== Extracted records ==
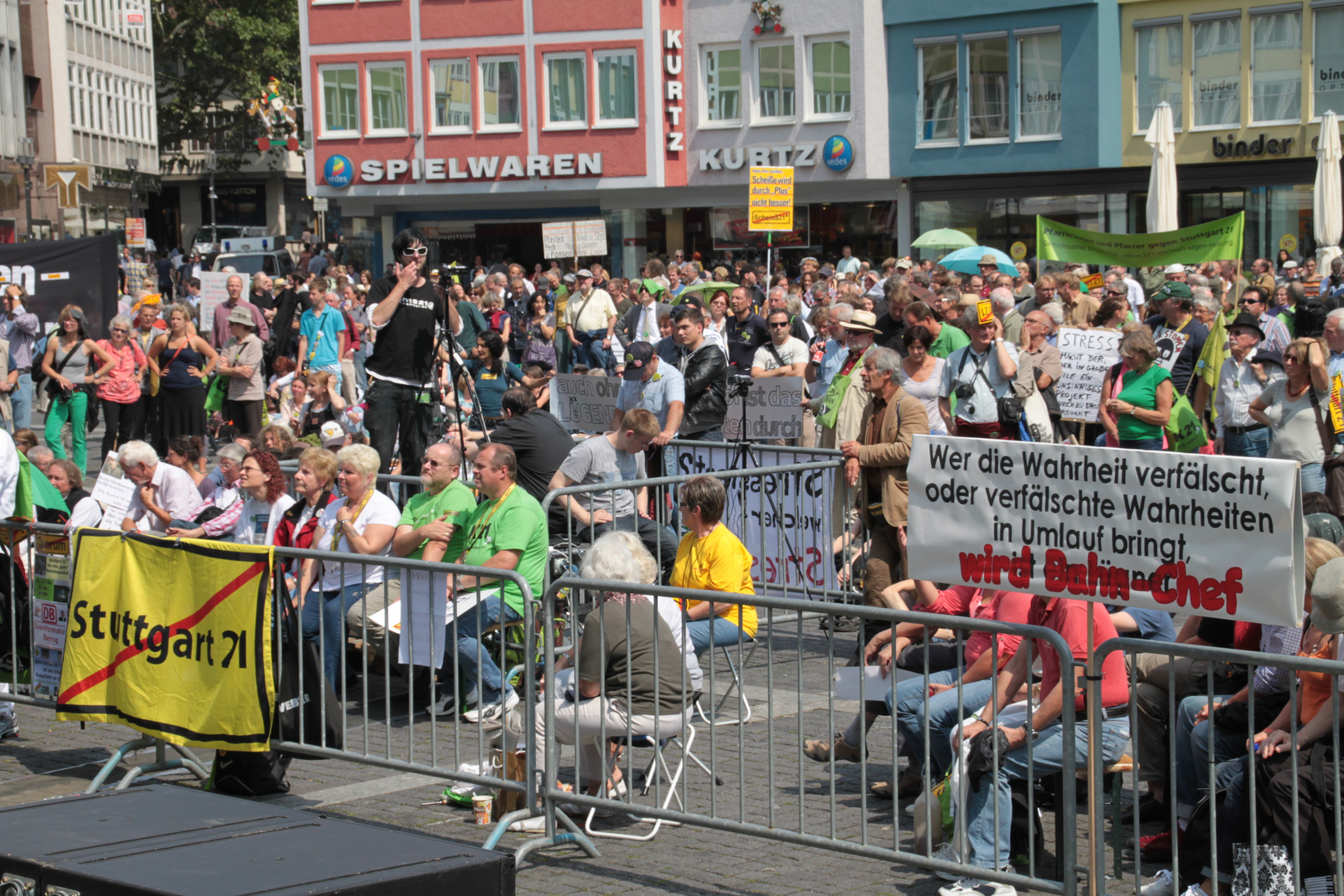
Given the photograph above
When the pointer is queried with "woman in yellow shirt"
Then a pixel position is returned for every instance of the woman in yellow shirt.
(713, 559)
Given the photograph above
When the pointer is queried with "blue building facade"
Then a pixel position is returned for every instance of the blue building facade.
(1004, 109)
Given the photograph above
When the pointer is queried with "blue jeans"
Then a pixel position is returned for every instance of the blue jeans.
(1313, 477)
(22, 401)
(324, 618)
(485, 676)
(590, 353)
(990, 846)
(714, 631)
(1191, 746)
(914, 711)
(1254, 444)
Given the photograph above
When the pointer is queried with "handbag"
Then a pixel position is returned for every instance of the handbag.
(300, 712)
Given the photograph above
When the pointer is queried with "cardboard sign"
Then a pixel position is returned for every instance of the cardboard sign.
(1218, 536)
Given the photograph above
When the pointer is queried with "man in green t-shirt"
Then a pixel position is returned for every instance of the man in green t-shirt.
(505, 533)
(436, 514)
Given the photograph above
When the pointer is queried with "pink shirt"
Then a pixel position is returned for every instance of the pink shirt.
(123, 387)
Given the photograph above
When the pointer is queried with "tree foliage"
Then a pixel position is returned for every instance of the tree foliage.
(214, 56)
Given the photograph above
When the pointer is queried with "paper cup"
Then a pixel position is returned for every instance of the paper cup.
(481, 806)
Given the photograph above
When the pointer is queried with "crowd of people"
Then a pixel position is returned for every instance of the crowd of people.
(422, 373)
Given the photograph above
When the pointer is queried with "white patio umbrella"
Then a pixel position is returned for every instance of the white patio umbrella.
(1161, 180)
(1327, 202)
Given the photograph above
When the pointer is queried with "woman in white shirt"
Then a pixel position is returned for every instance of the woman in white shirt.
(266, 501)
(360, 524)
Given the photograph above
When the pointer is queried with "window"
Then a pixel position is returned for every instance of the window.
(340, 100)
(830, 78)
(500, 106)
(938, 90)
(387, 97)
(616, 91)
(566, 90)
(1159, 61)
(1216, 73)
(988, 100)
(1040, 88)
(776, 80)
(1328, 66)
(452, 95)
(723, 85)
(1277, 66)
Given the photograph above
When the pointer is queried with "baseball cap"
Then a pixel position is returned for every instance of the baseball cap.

== Stated goal ==
Reproduce all of the rows above word for word, omitting the picture.

== Result ==
Given the photograph above
When the pointer is queried with "woman in yellow shirt"
Then a pixel position is returned for every instance of the woman in yellow shirt.
(713, 559)
Given the photograph above
When the pointer is queried with "blue building facade"
Then a pixel position is returned for every instance of the blue building facade.
(1004, 109)
Given the photograph above
When the pointer is queried with "blue jeans"
Then a pixel position is returned for every instance of the blue jeans.
(1313, 477)
(22, 401)
(324, 618)
(485, 676)
(590, 353)
(990, 846)
(714, 631)
(1191, 746)
(914, 711)
(1254, 444)
Given the photograph above
When the pointer is queried with "handbag"
Then a pixel position is returned for every instance of the handbag.
(300, 712)
Given the photograph above
When the pointer is queried with "cardboard sign"
Then a pixel position is returned for every instance of the cardboard sign.
(1218, 536)
Given the photograph above
When the pointer is queried with "man in green t-shirt"
Then a pixel position is returned for every instance of the man in green t-shirt.
(505, 533)
(436, 514)
Given the photograph above
When the pointer is queried with "pink shirt"
Then a pixel position is returned for every instance of the pink shirt.
(123, 387)
Given the photograph above
When the pointer is queried with "tree foliage"
Then a pixel position is returned for every instance of the tree foliage.
(214, 56)
Given the photograph above
When the pointer is queried with "paper cup"
Then a pixel position is returned for every instance of the paper cup.
(481, 806)
Given the photograph above
When the pointer is queried with "crowd of people"
Then a pixel position is returned for every instance of the crowd of people.
(422, 373)
Given the photograph above
When the pointer is queried with "white patio umbrella"
Then a pixel position is returned for every instance of the white patio umbrella.
(1161, 180)
(1327, 202)
Given the photograph above
When the pointer is queried with "woman in white shirt"
Then a pixel position is returned for every instance of the woman in white shirt.
(266, 501)
(360, 524)
Given the photograph above
When the pointer is queried with "window"
Then a pixel position is returned for every instance of the window.
(340, 100)
(830, 78)
(500, 106)
(938, 90)
(387, 97)
(616, 91)
(566, 90)
(1159, 61)
(1216, 73)
(988, 100)
(1040, 88)
(776, 80)
(1328, 66)
(452, 95)
(723, 85)
(1277, 66)
Given the photograph above
When the pointer is queried with "baseball cap"
Then a pixel position is returned for every instance of the baseball cap.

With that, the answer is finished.